Set task A:
Could you give the rows again from the line holding "Please, if you would, locate the statue" through the last line of the rows, inclusive, replacing "locate" with "find" and leaving everything else unchanged?

Document segment:
──────

Based on patterns seen across fast-growing Florida counties, several categories of failures appear repeatedly in WCAG audits for jurisdictions similar to St. Lucie:

1. Third-party vendor portals added without accessibility review. Port St. Lucie's growth pace has required rapid deployment of new resident-facing systems — utility billing, permitting, parks registration. These platforms are procured from vendors who may not have conducted WCAG 2.1 AA testing. The covered entity (the city or county) is responsible for accessibility even when the platform is vendor-operated.

2. PDF meeting documents. County commission and city council packets are typically published as PDFs generated from Word or from agenda management software. Most are not tagged for screen reader accessibility. A reader using NVDA or VoiceOver cannot reliably navigate an untagged multi-hundred-page commission packet.

3. Community Transit schedule and trip-planning content. Transit accessibility failures are among the highest-consequence issues under the rule because they directly affect mobility for people with disabilities. Inaccessible route maps, PDF schedules without text alternatives, and trip-planning tools that fail keyboard navigation are recurring findings.

──────

Task inputs:
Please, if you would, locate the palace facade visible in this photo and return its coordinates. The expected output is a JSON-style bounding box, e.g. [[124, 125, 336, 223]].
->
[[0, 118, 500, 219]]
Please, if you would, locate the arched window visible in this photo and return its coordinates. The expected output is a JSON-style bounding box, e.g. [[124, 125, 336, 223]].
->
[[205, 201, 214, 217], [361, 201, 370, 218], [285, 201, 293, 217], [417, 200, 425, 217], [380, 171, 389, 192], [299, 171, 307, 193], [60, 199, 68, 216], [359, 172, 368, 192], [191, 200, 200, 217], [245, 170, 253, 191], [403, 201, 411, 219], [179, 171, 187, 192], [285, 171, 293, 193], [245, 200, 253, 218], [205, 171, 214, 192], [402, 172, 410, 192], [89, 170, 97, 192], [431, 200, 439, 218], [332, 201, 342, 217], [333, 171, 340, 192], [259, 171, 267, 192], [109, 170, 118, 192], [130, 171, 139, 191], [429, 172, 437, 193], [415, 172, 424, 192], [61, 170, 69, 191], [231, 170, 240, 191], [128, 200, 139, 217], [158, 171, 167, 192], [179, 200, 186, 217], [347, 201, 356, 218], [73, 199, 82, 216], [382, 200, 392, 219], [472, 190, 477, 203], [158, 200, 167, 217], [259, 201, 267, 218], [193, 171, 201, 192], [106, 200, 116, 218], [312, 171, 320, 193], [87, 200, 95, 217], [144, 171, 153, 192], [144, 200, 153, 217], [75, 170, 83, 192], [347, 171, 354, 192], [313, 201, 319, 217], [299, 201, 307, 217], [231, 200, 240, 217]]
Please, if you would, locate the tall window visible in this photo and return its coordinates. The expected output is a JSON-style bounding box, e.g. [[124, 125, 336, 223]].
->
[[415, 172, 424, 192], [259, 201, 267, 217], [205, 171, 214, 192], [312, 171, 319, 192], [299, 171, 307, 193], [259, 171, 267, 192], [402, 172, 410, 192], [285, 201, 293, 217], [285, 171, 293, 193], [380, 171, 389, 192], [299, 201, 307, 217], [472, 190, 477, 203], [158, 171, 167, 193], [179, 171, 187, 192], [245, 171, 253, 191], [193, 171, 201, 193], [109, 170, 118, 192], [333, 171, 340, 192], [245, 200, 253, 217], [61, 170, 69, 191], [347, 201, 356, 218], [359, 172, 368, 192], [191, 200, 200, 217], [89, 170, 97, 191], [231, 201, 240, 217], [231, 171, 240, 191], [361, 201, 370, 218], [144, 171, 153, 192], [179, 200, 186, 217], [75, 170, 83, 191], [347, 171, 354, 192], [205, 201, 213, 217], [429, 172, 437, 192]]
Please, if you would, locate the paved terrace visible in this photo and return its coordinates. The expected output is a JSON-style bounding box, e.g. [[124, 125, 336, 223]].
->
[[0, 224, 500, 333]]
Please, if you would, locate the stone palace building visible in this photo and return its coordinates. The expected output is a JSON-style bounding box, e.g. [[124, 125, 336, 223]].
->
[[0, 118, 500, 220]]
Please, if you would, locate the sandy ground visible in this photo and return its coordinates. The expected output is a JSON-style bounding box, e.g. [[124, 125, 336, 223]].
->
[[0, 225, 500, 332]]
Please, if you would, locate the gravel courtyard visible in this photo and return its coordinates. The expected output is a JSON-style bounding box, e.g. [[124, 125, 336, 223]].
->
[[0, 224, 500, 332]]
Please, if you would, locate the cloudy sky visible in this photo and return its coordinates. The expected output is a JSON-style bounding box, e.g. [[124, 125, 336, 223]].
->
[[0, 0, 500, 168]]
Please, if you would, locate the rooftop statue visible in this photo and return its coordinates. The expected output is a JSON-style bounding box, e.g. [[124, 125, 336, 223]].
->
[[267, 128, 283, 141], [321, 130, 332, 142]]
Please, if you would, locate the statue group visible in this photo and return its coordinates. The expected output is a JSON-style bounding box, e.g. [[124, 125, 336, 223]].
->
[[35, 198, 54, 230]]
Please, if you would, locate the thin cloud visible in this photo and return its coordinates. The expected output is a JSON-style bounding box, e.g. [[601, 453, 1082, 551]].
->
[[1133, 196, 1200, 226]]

──────

Set task B:
Could you output the part of the passage on accessibility audit failures between "1. Third-party vendor" and "platform is vendor-operated.", inclusive, copied word for word?

Complete response A:
Please, if you would, find the statue group visible in this photo and return its coordinates. The expected output is a JSON-style bounding box, e.g. [[124, 125, 336, 223]].
->
[[35, 198, 54, 230]]
Please, if you would, find the thin cloud visible in this photo and return its coordinates. The expected output is a JSON-style bounding box, e.g. [[601, 453, 1082, 551]].
->
[[1133, 196, 1200, 226]]

Complete response B:
1. Third-party vendor portals added without accessibility review. Port St. Lucie's growth pace has required rapid deployment of new resident-facing systems — utility billing, permitting, parks registration. These platforms are procured from vendors who may not have conducted WCAG 2.1 AA testing. The covered entity (the city or county) is responsible for accessibility even when the platform is vendor-operated.